Given task:
Starting with the line that contains "[locate] the bridge", write out each line through the end of the listing, unchanged. Output nothing else.
********************
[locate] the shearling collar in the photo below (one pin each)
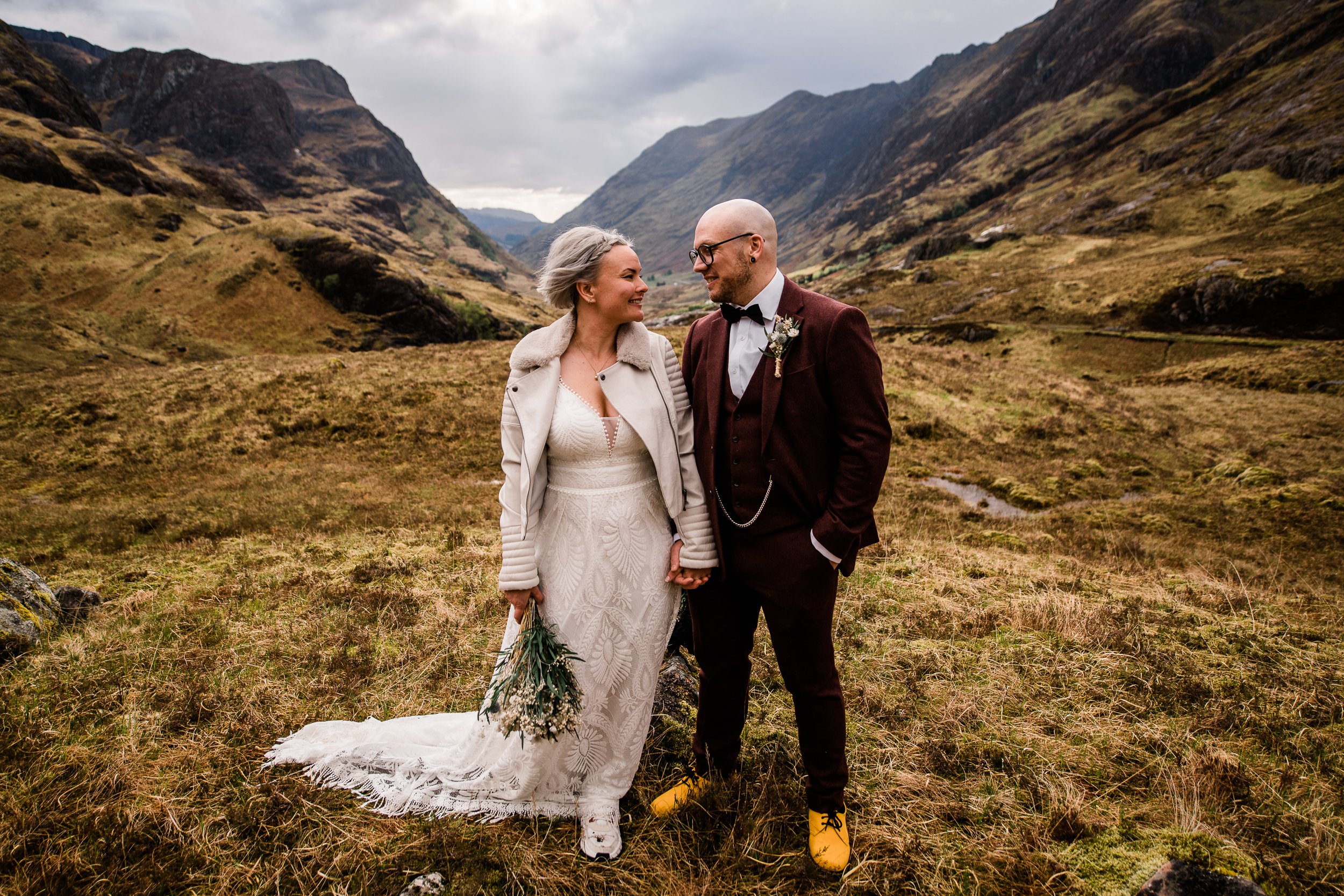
(544, 346)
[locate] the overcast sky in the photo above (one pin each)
(533, 104)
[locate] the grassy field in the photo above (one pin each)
(1149, 666)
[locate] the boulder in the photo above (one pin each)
(991, 235)
(77, 604)
(28, 610)
(1181, 879)
(1260, 476)
(678, 691)
(428, 884)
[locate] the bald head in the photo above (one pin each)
(740, 217)
(741, 238)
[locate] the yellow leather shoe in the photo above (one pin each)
(683, 792)
(828, 840)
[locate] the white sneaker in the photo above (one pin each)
(600, 830)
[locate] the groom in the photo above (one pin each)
(793, 445)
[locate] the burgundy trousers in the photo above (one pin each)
(781, 574)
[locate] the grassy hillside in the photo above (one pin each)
(167, 278)
(1149, 666)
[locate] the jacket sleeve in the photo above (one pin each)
(519, 567)
(863, 431)
(694, 521)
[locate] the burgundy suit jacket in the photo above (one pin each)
(824, 425)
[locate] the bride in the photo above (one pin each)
(604, 519)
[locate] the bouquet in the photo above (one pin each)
(534, 690)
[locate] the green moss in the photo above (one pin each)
(1120, 860)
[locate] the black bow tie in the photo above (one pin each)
(733, 313)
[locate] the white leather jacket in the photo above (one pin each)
(647, 390)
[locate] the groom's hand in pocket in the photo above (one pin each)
(519, 599)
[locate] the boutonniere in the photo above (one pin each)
(780, 339)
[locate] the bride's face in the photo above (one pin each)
(617, 293)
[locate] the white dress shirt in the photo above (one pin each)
(748, 339)
(746, 345)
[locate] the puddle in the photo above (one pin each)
(977, 497)
(996, 507)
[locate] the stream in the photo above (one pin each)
(996, 507)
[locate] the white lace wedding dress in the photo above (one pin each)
(603, 553)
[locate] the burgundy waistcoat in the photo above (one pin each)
(741, 477)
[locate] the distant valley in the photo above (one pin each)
(1162, 166)
(506, 226)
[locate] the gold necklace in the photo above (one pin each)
(587, 361)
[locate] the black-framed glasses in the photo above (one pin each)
(706, 253)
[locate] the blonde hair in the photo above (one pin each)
(576, 257)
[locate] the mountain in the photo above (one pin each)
(173, 207)
(1114, 117)
(506, 226)
(31, 88)
(61, 38)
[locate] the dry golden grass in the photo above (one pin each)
(1041, 706)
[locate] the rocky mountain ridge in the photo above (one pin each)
(1061, 136)
(267, 157)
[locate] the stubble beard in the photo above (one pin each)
(733, 285)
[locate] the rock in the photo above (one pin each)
(1229, 469)
(77, 604)
(28, 610)
(992, 235)
(28, 162)
(339, 132)
(1260, 476)
(993, 537)
(1181, 879)
(1272, 305)
(359, 281)
(684, 319)
(232, 190)
(112, 170)
(933, 248)
(428, 884)
(678, 691)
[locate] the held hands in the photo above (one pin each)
(689, 579)
(519, 599)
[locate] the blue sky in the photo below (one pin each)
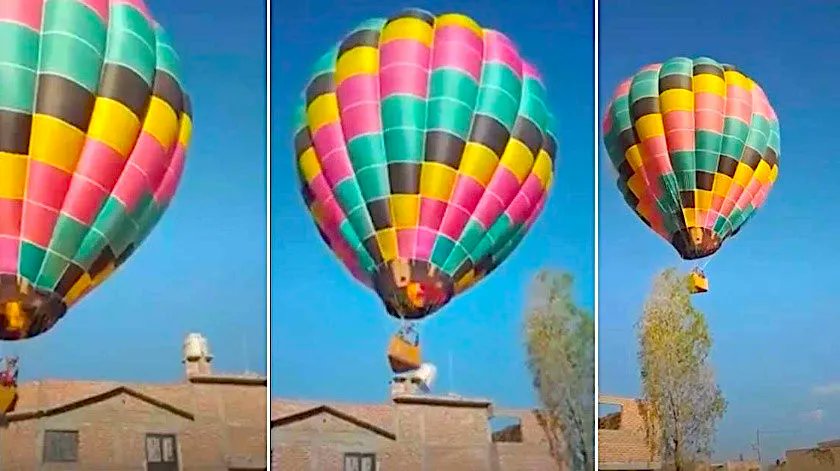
(328, 332)
(203, 267)
(772, 305)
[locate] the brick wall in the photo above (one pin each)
(815, 459)
(445, 436)
(227, 428)
(627, 445)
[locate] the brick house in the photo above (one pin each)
(409, 432)
(823, 457)
(206, 422)
(621, 437)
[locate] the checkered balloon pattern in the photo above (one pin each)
(696, 147)
(94, 126)
(424, 155)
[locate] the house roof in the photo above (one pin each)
(325, 409)
(380, 416)
(52, 396)
(27, 414)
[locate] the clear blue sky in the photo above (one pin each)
(328, 332)
(203, 267)
(772, 308)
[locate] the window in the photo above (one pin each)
(609, 416)
(506, 429)
(61, 446)
(359, 462)
(161, 452)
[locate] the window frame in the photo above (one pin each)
(359, 457)
(161, 437)
(46, 456)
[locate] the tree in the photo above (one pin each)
(677, 380)
(560, 338)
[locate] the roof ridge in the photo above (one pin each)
(93, 399)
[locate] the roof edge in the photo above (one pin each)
(93, 399)
(325, 409)
(453, 401)
(228, 379)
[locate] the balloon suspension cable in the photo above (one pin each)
(707, 261)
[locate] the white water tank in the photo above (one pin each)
(426, 374)
(194, 347)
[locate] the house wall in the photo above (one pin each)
(111, 435)
(625, 448)
(428, 437)
(228, 430)
(807, 460)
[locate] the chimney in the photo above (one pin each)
(414, 382)
(197, 355)
(404, 386)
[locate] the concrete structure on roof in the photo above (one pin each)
(207, 421)
(622, 443)
(823, 457)
(410, 432)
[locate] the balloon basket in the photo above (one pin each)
(403, 356)
(8, 398)
(699, 283)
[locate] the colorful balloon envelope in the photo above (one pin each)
(94, 125)
(696, 147)
(424, 155)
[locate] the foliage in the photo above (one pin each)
(560, 339)
(678, 382)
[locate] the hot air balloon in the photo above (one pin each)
(696, 147)
(94, 126)
(424, 156)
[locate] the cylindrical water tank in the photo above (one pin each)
(194, 345)
(426, 374)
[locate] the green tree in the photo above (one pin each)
(560, 340)
(678, 382)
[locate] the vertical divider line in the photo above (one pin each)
(595, 180)
(268, 453)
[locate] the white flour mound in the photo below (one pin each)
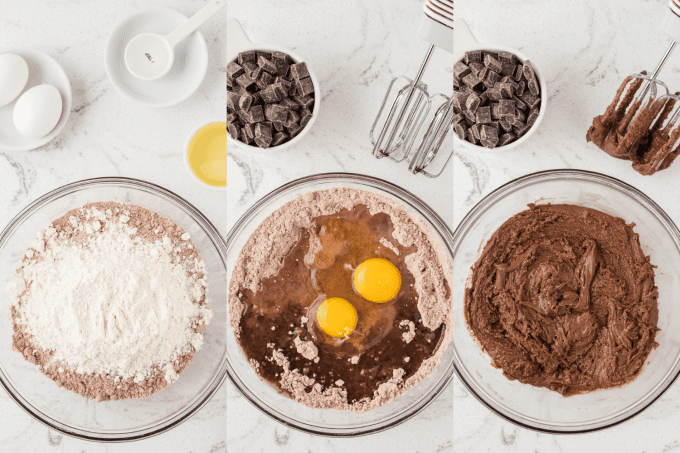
(110, 302)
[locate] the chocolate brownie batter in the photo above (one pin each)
(563, 297)
(634, 130)
(281, 315)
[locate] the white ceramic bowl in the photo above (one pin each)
(186, 74)
(464, 41)
(238, 42)
(41, 69)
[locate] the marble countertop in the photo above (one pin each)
(355, 48)
(584, 50)
(106, 135)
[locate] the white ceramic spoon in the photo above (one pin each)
(150, 56)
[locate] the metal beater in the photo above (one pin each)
(653, 96)
(412, 102)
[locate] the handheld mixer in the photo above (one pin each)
(412, 102)
(640, 124)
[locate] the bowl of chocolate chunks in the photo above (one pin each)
(272, 99)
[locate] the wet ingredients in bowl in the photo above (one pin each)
(563, 297)
(109, 301)
(338, 300)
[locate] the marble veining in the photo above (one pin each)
(106, 135)
(355, 47)
(584, 49)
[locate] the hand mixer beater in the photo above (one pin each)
(412, 102)
(639, 125)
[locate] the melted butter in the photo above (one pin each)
(207, 154)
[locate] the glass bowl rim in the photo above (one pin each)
(561, 175)
(215, 382)
(446, 236)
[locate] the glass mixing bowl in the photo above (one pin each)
(122, 420)
(538, 408)
(329, 422)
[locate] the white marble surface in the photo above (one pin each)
(584, 50)
(109, 136)
(355, 48)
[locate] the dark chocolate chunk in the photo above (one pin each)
(294, 129)
(232, 101)
(304, 101)
(528, 71)
(267, 65)
(245, 81)
(256, 114)
(250, 130)
(506, 56)
(531, 99)
(483, 115)
(279, 138)
(518, 73)
(460, 70)
(472, 81)
(234, 70)
(290, 104)
(472, 103)
(264, 80)
(532, 117)
(299, 71)
(270, 95)
(248, 68)
(305, 117)
(520, 88)
(459, 100)
(475, 131)
(495, 111)
(234, 130)
(471, 137)
(245, 57)
(492, 63)
(305, 86)
(506, 108)
(491, 79)
(293, 116)
(475, 68)
(507, 90)
(494, 94)
(460, 130)
(533, 87)
(275, 112)
(245, 102)
(506, 138)
(474, 56)
(244, 137)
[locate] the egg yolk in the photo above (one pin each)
(377, 280)
(337, 317)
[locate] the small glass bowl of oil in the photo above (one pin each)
(205, 154)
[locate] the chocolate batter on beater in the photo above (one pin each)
(637, 134)
(563, 297)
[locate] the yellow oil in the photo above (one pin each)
(208, 154)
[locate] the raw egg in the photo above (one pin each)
(37, 111)
(13, 77)
(377, 280)
(337, 317)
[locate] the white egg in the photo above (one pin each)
(13, 77)
(37, 111)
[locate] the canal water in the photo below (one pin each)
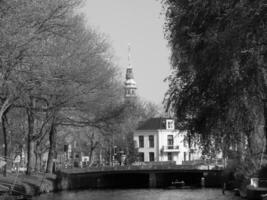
(141, 194)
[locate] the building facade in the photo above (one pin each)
(129, 84)
(157, 140)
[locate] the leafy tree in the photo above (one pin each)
(219, 71)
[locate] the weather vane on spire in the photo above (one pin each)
(129, 54)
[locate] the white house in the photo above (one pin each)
(158, 140)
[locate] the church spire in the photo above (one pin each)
(130, 84)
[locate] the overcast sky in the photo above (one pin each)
(139, 23)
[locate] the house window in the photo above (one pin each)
(141, 157)
(169, 156)
(141, 141)
(170, 124)
(170, 141)
(151, 156)
(151, 141)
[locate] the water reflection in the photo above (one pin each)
(141, 194)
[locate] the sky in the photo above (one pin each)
(140, 24)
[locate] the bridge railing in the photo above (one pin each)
(129, 168)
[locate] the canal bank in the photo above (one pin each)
(29, 185)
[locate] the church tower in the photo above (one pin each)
(129, 84)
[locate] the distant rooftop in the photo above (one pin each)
(153, 124)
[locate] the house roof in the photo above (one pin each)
(153, 124)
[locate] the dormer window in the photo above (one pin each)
(169, 124)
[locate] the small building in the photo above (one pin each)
(158, 140)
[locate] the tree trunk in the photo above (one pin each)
(3, 122)
(37, 158)
(52, 147)
(30, 144)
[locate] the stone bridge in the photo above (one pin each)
(135, 177)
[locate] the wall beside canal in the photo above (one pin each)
(136, 179)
********************
Task response:
[locate] the bridge railing in the photo above (one pin each)
(129, 168)
[locate] the canal bank in the photo above (one pin each)
(29, 185)
[locate] the church tower in the photo above (one pin each)
(129, 84)
[locate] the distant rooftop in the photo above (one pin each)
(153, 124)
[locate] the house roof in the photo above (one pin each)
(153, 124)
[locate] the dormer window in the photo above (one pin each)
(169, 124)
[locate] the small building in the photo above (one pin each)
(158, 140)
[locate] the tree trunk in the photo above (one pin each)
(3, 122)
(37, 158)
(52, 147)
(30, 144)
[locate] the stone bridge in the photo above (one pin each)
(135, 177)
[locate] the wall beside canal in the photo above (one pin each)
(136, 179)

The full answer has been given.